What online tools best prevent returns?

Sources: Asos via Twitter/@afrixcan_delight; Twitter/@Chewy
Nov 12, 2021

Customer reviews are the number one method considered to be most effective by consumers in reducing online returns, but some emerging product display elements have potential, according to Narvar’s fifth annual report, “The State of Returns: Finding What Fits.”

Asked what tools helped prevent them from making a return when purchasing online, the survey of just over 1,000 adults found:

  • Reviews from other customers, 83 percent;
  • Sizing charts or measurements, 77 percent;
  • Product photos and description on the retailer’s site, 73 percent;
  • View on models of different shapes and sizes, 66 percent;
  • Suggested sizes based on other brands I wear, 64 percent;
  • Augmented reality (AR) to visualize on me or in my home, 58 percent.

None of the tools are proving to be the silver bullet.

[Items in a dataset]
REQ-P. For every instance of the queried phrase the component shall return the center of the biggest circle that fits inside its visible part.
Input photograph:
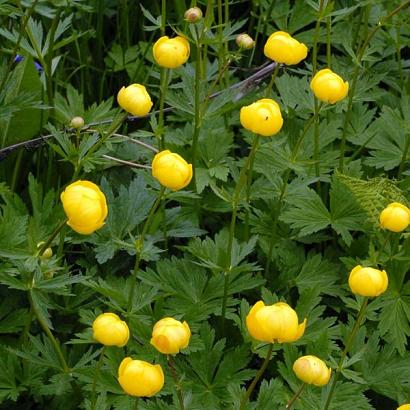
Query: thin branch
(243, 87)
(122, 161)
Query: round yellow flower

== Problems ==
1. In the article on tools that prevent online returns, what share of surveyed adults said sizing charts or measurements kept them from making a return?
2. Please carry the article on tools that prevent online returns forward from its last sentence.
The records are separate material from the article on tools that prevent online returns.

== Results by task ==
1. 77 percent

2.
Fit, size or color issues remain the biggest driver of returns, accounting for 42 percent in 2021. Relatedly, 13 percent of returns were traced to inaccurate product details.

Shoppers overwhelmingly rely on more traditional resources that tend to reduce returns: 88 percent use photos, descriptions, reviews and sizing guides. Yet the effectiveness of these methods seem mixed because accuracy often falls short.

Of the 42 percent of shoppers whose last return was due to fit issues, 88 percent did so despite using at least one of the return-prevention tools listed above to support their purchase.

Among the newer methods, 27 percent of respondents often use tools enabling viewing items on a variety of models. Asos, Aerie and Lululemon are among the few retailers showcasing the same items on models online across different heights, sizes and shapes.

Only 11 percent in the survey “often” use tools that suggest size based on other brands. Last fall, Keen said an AI-driven online tool that uses surveys and past purchases and returns to predict shoe sizes reduced fit- and size-related call volume by 50 percent.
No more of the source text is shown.